▶ [Challenge A] In the text on R workflows, what terminal command runs the driver script?

▶ [Text block]
*-*-*
If you scripted our workflow right, running the script will produce the O2_plot.png file in your project directory. We can re-run it multiple times (try it after deleting the plot), always recreating the output. Congratulations, you’ve automated your workflow!

4.6.2 Modularizing by task

Keeping all of our analysis in one file is okay for a small example like this. However, extensive analyses should be broken up into multiple scripts, each completing one step (like data cleaning, statistical analysis, plotting, etc.) and saving the output to a file on your computer.

Then, you can create a driver script that is just a list of source commands calling all your individual scripts.

Why go through this extra effort? Modular scripts allow you to

  • run individual steps manually if you need to.
  • get intermediate results in files that you can look at, save, and share.
  • execute another tool outside of R for a particular step in your workflow (e.g. python, Git, etc.).
  • easily replace the driver with a full-blown workflow engine like Make (more on this later).

What would this look like for our example? The overall driver script would be

root_script.R

# load in data and packages
source("load.R")
# Create plot
source("plot.R")

And the individual step scripts could be

  1. load.R

    # load data
    dat <- read.csv("https://raw.githubusercontent.com/EDUCE-UBC/educer/main/data-raw/data_intro_ws.csv")
    
    write.csv(dat, "data.csv")

    Note that we now need to save the data object to our computer with write.csv since it needs to be saved somewhere for use in the next script in the workflow.

  2. plot.R

    # Load packages
    # Suite of packages for data manipulation and visualization
    library(tidyverse)
    
    # read in data
    dat <- read.csv("data.csv")
    
    # Create plot of oxygen by depth
    O2_plot <- quickplot(data = dat,
                         x = O2_uM, 
                         y = Depth_m, 
                         color = Season, 
                         main = "Saanich Inlet: Seasonal oxygen depth profile")
    
    # Save the plot
    ggsave("O2_plot.png")

    Note that loading the tidyverse package has been moved from the start of our single script to the beginning of the plot.R script. Packages need to be loaded in the script(s) using them, not yall at once in the first script in your workflow.

Now we can run our driver script in the terminal with Rscript root_script.R executing first load.R then plot.R, thus outputting the desired plot. You can easily see how this might scale up when you have dozens of scripts for a project!

4.6.3 Using Make

Make is an automation tool used to build executable programs and workflows. While it was initially designed to build software (like Linux), it is now widely used to manage projects with many input files and scripts that create several output files.
*-*-*
▶ [Challenge B] Pick out each line of the entries below that contains the word "fixture".

▶ [Given data]
*-*-*
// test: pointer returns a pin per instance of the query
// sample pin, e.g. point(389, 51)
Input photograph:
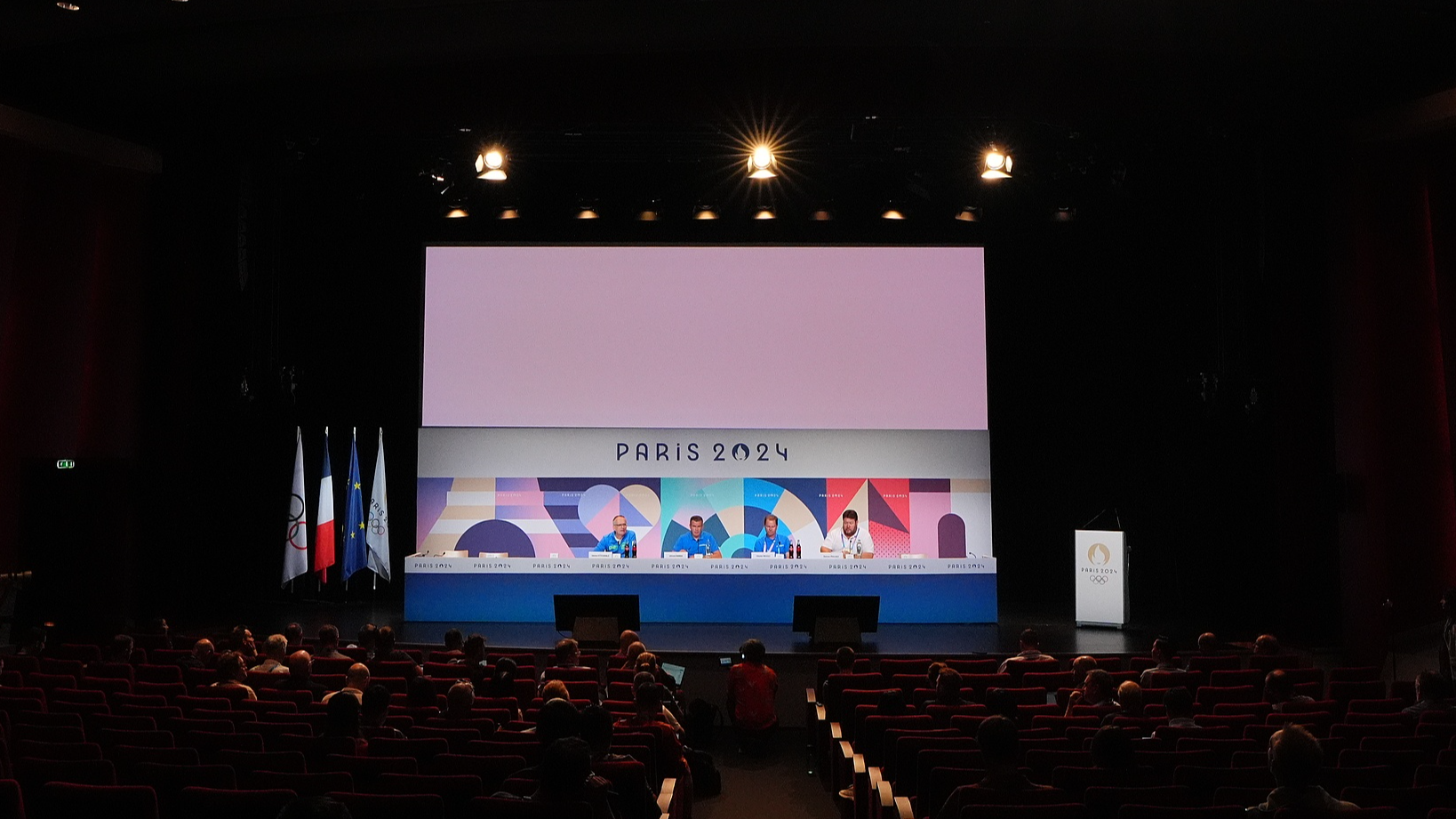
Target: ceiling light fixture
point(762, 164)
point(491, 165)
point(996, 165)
*-*-*
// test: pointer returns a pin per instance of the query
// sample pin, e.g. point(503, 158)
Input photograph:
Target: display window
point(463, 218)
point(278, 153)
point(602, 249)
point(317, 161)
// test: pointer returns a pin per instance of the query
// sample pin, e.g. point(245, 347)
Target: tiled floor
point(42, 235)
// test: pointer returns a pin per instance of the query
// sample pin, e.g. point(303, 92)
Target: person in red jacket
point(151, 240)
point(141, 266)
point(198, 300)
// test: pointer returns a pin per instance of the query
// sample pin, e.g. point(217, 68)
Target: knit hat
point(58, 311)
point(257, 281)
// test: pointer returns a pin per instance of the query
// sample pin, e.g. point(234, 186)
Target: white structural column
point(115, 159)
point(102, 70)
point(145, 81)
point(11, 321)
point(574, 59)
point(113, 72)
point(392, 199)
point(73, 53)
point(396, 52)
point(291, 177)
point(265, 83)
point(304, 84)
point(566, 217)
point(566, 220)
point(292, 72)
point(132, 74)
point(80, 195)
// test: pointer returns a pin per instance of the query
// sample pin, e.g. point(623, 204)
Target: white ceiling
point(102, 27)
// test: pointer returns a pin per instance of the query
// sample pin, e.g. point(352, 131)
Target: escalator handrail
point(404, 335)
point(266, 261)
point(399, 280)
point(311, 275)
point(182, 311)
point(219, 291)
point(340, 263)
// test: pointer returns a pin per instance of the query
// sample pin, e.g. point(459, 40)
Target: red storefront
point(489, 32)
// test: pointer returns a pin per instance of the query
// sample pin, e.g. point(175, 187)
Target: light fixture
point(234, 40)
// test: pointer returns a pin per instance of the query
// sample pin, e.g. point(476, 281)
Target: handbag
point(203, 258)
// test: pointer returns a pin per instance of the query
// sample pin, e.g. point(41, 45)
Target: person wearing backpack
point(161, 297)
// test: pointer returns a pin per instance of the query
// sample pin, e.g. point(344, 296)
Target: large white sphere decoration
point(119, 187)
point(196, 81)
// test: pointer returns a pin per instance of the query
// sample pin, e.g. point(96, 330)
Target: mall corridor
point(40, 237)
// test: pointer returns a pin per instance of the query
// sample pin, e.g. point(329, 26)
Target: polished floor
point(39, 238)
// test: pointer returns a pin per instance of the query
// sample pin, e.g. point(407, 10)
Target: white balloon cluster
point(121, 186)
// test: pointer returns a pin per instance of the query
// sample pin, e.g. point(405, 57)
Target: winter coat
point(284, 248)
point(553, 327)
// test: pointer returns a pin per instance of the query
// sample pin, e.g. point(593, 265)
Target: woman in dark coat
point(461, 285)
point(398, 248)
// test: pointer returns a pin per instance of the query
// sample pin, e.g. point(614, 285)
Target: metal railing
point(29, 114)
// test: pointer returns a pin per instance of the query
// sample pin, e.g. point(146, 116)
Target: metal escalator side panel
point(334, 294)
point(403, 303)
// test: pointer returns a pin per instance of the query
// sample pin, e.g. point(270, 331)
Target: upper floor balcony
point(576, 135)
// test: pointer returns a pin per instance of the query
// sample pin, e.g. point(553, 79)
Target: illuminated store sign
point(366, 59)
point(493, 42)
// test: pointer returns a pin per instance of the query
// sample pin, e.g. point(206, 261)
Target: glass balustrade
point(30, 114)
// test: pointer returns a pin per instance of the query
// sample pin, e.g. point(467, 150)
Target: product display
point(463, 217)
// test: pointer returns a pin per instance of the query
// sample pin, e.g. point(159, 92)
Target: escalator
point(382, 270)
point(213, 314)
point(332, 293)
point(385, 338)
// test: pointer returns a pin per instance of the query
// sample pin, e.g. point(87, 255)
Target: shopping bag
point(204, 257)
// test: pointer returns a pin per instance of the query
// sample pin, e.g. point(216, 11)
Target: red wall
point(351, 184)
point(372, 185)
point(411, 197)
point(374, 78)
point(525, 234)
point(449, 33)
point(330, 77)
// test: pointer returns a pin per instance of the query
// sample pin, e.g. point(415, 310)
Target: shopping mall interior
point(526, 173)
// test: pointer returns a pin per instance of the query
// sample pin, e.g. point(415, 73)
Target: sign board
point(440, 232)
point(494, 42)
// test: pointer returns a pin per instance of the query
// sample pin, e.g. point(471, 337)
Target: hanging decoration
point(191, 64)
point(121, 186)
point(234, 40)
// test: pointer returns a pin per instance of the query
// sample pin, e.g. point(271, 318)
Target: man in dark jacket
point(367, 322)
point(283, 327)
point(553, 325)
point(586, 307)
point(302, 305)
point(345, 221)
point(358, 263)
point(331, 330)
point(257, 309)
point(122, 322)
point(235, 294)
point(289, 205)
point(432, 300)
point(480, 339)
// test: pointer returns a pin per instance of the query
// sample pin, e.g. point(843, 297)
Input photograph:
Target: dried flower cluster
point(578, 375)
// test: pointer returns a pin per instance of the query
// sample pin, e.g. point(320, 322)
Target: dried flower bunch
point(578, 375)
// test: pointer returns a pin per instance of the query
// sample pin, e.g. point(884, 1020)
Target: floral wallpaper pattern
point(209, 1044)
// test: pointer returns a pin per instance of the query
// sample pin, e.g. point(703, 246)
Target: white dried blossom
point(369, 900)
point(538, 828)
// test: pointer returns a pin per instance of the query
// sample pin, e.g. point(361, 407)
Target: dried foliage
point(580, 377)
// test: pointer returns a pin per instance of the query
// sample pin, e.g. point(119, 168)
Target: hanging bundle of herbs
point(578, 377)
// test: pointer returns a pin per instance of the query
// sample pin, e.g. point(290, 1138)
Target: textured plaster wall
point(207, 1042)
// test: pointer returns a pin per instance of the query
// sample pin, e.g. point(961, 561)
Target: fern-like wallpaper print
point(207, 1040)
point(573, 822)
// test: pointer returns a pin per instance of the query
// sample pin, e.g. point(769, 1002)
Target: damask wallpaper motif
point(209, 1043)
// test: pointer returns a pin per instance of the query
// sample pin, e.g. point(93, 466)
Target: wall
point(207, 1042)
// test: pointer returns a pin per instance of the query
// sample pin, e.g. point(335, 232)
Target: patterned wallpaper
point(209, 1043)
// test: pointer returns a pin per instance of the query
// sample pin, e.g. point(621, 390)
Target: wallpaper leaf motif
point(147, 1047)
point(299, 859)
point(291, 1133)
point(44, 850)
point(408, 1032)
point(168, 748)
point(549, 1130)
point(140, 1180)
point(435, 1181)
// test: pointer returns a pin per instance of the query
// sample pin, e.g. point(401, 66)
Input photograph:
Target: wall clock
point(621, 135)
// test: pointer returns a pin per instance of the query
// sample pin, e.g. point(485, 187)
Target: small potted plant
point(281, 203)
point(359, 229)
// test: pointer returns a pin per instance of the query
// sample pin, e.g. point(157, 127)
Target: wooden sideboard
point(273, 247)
*-*-*
▶ [Finished answer A] Rscript root_script.R

▶ [Finished answer B]
Target: ceiling light fixture
Target: light fixture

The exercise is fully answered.